> TASKS:
(1) Output the op-ed on The Safe Center's closure verbatim from "However, with the" to "of greatest need.".
(2) According to the op-ed on The Safe Center's closure, on what date did The Safe Center close?
(3) Condense the paragraph of the op-ed on The Safe Center's closure that begins "Prior to its sudden closure" into a bulleted list that keeps its main facts.

> TEXT SEGMENT:
━━━━

By Olena Nicks
Each April, we recognize Sexual Assault Awareness Month in America — a time for our society to unite behind the mission of supporting survivors, educating communities, and refining the strategies and resources we dedicate toward eradicating the scourge of sexual violence from our society.
However, with the sudden and devastating March 14 closure of The Safe Center fresh in our collective minds, this year’s observance must be a reckoning here in Nassau County and a wake-up call for the dangerously distracted county administration under which this essential safe haven closed its doors — an outcome which re-victimized people in their hour of greatest need.
Prior to its sudden closure, The Safe Center offered more than 5,000 of our most vulnerable residents a beacon of hope. It provided essential life-saving services for survivors of domestic violence, rape, sexual assault and child abuse — including an advocate response program, through which trained volunteers traveled to emergency rooms to comfort survivors. They housed critical resources such as a fully staffed 24/7 crisis hotline and Nassau’s only dedicated shelter for domestic violence survivors, and furnished group counseling, mental health referrals, legal assistance and other essential resources.
To raise community awareness, the highly trained and specialized team of Safe Center staff and volunteers conducted extensive outreach through their “Enough Abuse” campaign and worked closely with the Legislature to host numerous workshops across the county.
The Safe Center was also an instrumental partner in ensuring that the perpetrators of heinous crimes were held accountable to the fullest extent of the law. In addition to working with law enforcement to protect victims, they operated an advocacy center that aided in child abuse prosecutions. In a 2024 Newsday profile commemorating The Safe Center’s 10-year anniversary, the Nassau District Attorney’s office described the agency as “one of our closest allies in the county.”

━━━━

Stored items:

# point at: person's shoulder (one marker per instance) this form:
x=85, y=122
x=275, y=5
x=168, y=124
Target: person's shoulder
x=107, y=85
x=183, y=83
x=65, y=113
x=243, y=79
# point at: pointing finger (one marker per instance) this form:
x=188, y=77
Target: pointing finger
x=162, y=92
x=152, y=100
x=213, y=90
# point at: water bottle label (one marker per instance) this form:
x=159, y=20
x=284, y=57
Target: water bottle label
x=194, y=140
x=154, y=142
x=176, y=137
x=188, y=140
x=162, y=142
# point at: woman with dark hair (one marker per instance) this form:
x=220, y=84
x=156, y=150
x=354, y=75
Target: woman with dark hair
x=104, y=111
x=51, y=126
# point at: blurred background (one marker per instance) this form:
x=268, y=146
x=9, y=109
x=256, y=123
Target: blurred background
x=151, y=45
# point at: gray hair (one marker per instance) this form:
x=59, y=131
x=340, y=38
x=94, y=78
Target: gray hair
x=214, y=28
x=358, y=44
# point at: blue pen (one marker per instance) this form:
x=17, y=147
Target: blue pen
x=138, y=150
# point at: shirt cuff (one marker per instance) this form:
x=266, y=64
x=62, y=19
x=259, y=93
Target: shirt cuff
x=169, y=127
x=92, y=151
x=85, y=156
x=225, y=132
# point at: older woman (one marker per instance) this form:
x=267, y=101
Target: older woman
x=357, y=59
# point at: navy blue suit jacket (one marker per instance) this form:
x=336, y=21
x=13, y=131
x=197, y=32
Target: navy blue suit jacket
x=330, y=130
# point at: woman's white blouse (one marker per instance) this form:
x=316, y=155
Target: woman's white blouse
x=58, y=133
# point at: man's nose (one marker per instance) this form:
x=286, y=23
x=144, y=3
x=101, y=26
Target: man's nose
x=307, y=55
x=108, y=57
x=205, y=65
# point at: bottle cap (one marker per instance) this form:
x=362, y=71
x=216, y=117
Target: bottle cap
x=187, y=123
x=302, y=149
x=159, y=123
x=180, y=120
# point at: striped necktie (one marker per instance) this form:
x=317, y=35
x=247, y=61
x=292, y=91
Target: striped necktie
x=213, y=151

━━━━

> SOLUTIONS TO THE EXERCISE:
(1)
However, with the sudden and devastating March 14 closure of The Safe Center fresh in our collective minds, this year’s observance must be a reckoning here in Nassau County and a wake-up call for the dangerously distracted county administration under which this essential safe haven closed its doors — an outcome which re-victimized people in their hour of greatest need.

(2) March 14

(3)
- Before closing, The Safe Center served more than 5,000 of Nassau's most vulnerable residents.
- It provided life-saving services for survivors of domestic violence, rape, sexual assault and child abuse.
- Its advocate response program sent trained volunteers to emergency rooms to comfort survivors.
- It ran a fully staffed 24/7 crisis hotline and Nassau's only dedicated shelter for domestic violence survivors.
- It offered group counseling, mental health referrals, legal assistance and other essential resources.